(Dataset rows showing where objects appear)
---*---

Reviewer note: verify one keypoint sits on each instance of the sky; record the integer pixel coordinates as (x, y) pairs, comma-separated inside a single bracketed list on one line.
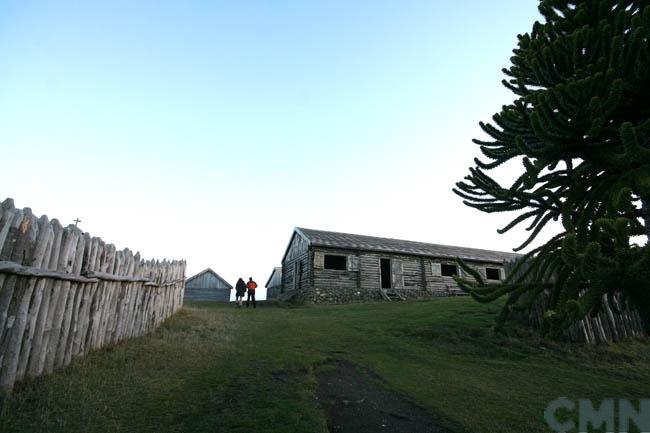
[(208, 130)]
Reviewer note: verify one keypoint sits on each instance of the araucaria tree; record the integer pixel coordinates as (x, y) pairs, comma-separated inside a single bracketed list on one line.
[(580, 126)]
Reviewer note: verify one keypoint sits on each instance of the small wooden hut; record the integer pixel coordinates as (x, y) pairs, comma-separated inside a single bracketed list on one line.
[(207, 285)]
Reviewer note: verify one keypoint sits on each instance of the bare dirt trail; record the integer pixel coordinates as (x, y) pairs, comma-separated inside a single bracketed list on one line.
[(355, 401)]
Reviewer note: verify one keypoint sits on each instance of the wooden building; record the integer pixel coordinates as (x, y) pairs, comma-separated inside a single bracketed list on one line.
[(329, 267), (207, 285), (274, 284)]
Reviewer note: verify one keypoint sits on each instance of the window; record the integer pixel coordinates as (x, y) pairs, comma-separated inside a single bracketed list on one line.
[(493, 274), (449, 270), (337, 263), (385, 273)]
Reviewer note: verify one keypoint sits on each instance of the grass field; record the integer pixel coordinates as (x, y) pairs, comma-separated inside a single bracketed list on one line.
[(215, 368)]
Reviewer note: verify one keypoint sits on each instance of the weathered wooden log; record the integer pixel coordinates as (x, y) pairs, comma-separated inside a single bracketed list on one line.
[(63, 292), (24, 249)]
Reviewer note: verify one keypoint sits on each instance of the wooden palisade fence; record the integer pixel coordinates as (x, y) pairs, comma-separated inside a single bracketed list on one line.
[(64, 293), (612, 323)]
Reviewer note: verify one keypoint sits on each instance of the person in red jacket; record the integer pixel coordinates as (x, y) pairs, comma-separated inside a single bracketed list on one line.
[(251, 286)]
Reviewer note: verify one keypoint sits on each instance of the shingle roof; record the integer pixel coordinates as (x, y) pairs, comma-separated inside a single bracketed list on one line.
[(370, 243), (208, 270)]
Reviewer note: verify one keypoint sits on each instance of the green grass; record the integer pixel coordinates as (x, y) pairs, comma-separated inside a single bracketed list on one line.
[(215, 368)]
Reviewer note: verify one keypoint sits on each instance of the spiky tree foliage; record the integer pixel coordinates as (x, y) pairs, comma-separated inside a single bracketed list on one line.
[(581, 128)]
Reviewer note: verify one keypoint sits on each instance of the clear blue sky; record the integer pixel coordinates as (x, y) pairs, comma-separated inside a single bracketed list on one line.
[(189, 129)]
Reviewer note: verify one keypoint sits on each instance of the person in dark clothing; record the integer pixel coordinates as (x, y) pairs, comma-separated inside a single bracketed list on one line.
[(251, 286), (240, 292)]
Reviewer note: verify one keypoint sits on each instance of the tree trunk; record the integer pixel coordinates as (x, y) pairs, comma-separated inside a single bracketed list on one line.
[(645, 210)]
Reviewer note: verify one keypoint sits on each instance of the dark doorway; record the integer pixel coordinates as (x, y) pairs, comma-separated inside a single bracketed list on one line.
[(384, 267)]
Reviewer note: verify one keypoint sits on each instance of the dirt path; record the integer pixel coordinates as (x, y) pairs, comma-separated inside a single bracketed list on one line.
[(357, 402)]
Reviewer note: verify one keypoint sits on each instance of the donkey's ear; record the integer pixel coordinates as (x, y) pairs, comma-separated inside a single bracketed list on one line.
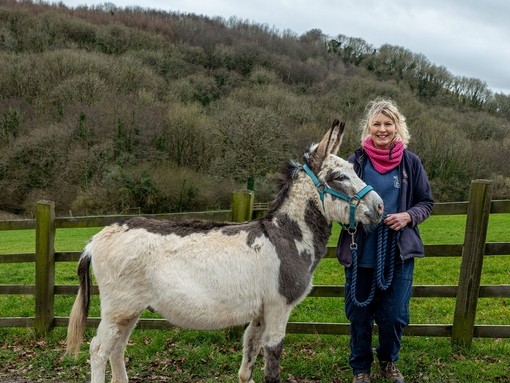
[(331, 141)]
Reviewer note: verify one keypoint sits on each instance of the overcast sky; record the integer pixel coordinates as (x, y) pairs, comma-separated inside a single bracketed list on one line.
[(468, 37)]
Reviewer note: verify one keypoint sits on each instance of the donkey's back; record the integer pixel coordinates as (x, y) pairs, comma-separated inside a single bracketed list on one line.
[(198, 275)]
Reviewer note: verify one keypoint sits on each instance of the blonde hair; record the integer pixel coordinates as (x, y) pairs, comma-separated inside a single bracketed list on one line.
[(389, 108)]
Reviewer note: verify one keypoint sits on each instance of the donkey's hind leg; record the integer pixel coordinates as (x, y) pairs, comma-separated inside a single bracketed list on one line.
[(251, 348), (110, 332), (119, 374)]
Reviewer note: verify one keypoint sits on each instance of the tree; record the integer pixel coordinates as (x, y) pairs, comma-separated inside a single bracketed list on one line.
[(251, 142)]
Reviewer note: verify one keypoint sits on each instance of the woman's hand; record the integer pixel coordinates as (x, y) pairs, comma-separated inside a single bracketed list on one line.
[(397, 221)]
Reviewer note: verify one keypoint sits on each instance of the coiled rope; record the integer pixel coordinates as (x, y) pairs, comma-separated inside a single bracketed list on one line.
[(379, 280)]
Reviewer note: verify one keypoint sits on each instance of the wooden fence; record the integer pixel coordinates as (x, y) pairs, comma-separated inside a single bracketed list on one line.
[(467, 292)]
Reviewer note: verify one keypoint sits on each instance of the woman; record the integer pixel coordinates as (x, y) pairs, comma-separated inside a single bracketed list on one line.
[(379, 266)]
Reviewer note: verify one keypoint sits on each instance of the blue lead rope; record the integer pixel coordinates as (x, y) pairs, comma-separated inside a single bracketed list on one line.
[(380, 280), (382, 235)]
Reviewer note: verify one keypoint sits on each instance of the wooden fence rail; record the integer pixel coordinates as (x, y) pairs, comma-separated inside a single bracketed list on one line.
[(467, 292)]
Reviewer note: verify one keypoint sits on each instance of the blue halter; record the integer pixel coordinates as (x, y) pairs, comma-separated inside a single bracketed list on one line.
[(353, 201)]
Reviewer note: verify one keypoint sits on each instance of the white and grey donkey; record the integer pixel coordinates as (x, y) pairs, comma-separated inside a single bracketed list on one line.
[(206, 275)]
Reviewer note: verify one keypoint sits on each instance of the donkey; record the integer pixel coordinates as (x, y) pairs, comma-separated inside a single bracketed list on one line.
[(206, 275)]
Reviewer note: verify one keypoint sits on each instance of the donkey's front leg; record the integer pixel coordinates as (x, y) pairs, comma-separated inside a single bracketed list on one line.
[(276, 317), (251, 348)]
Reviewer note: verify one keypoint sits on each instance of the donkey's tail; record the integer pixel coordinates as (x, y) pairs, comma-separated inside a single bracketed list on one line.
[(80, 310)]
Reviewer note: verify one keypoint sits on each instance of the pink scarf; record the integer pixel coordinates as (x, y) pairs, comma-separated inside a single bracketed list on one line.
[(384, 160)]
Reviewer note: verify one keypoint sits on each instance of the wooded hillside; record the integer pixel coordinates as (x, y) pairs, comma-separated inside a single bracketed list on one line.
[(104, 109)]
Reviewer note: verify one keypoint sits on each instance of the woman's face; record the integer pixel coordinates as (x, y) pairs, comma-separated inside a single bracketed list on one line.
[(382, 131)]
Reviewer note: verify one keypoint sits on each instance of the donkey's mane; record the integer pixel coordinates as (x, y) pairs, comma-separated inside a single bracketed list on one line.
[(284, 180)]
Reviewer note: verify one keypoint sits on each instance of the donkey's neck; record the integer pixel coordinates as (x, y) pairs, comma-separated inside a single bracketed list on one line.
[(302, 210)]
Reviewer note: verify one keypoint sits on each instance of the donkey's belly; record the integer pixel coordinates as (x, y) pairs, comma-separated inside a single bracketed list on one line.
[(198, 308), (215, 296)]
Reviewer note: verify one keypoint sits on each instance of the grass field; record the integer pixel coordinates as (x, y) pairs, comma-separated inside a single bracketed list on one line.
[(177, 355)]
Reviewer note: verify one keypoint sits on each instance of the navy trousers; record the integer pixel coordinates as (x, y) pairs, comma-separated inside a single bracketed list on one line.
[(389, 310)]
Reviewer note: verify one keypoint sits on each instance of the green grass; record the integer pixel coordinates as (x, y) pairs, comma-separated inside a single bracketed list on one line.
[(177, 355)]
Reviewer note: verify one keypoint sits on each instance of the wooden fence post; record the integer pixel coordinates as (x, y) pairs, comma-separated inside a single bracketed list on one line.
[(242, 206), (44, 267), (472, 260)]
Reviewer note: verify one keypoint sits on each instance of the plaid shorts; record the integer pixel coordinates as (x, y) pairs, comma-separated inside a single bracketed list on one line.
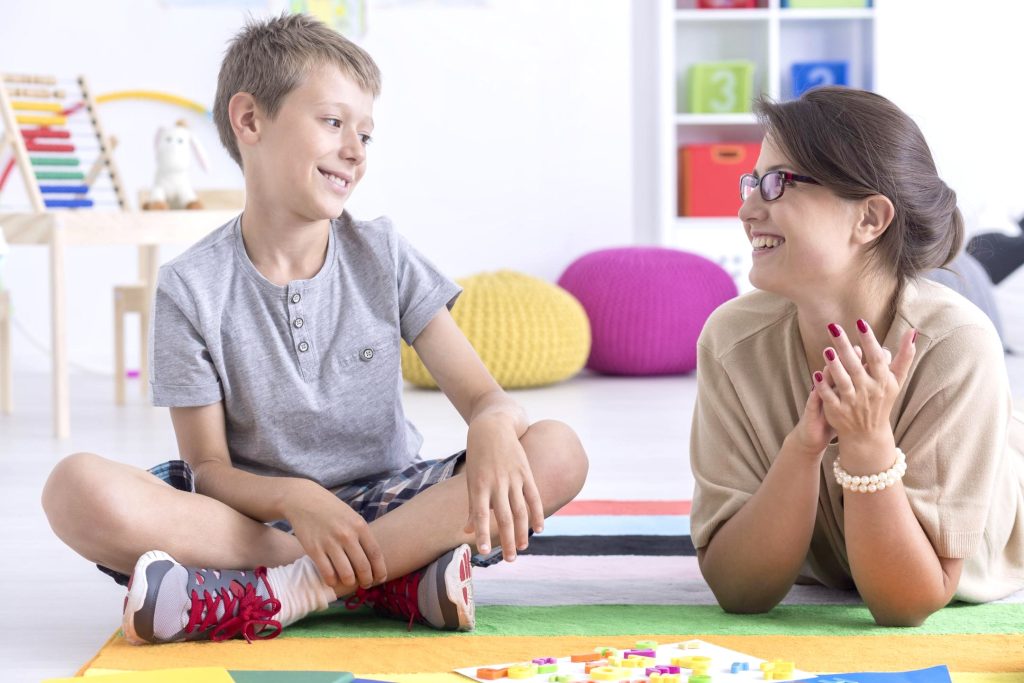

---*---

# [YOUR INSTRUCTIONS]
Copy the listing above word for word, from the line with "of the dark" up to and including the line with "[(389, 108)]". Omit the pictures.

# [THE COMPLETED TASK]
Reviewer note: verify one keypoint sits on each instance of the dark doorway; record the integer pixel coordinates as (x, y) pairs, comma-separated inside a single bracketed list on one line.
[(384, 267)]
Reviewer note: verify one keypoint sits on each instance of the dirt path; record the integer pixel coordinates as (x, y) pairs, comma-separated inside a single bracketed list on one line.
[(357, 402)]
Reviewer note: verify one keypoint sits on each instance of the donkey's ear; record the integer pixel coordinates as (x, y) pairs, comma-separated inside a single bracketed list on one line.
[(331, 141)]
Reviewer note: verify one keypoint sits on each instance of the overcast sky; record the integer pixel coordinates as (x, y) pairs, comma-separated inside a single bracketed list on one line.
[(468, 37)]
Reviewer note: verify one keypoint sits on each instance of the donkey's back; record the integer pixel coordinates as (x, y) pairs, comma-separated inside a single bracketed list on one line.
[(198, 275)]
Reviewer note: verify one keypoint sits on each instance of the blonde hair; record the integer pixel coordinates as (x, y) pairs, comma-separated inside a single bracketed list on one line.
[(389, 108)]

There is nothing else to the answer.